▶ **How to complete this task**
A word-for-word restatement of all the records is the required answer.

[Available records — start]

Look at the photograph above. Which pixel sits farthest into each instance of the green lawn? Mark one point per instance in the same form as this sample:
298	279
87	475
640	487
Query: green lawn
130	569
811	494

[Available records — finish]

▶ **Answer section**
Look at the photograph above. Which pixel sits farthest into each instance of the green lawn? Mark one point per instance in the same form as this sample:
298	279
87	475
640	487
Query: green lawn
130	569
811	494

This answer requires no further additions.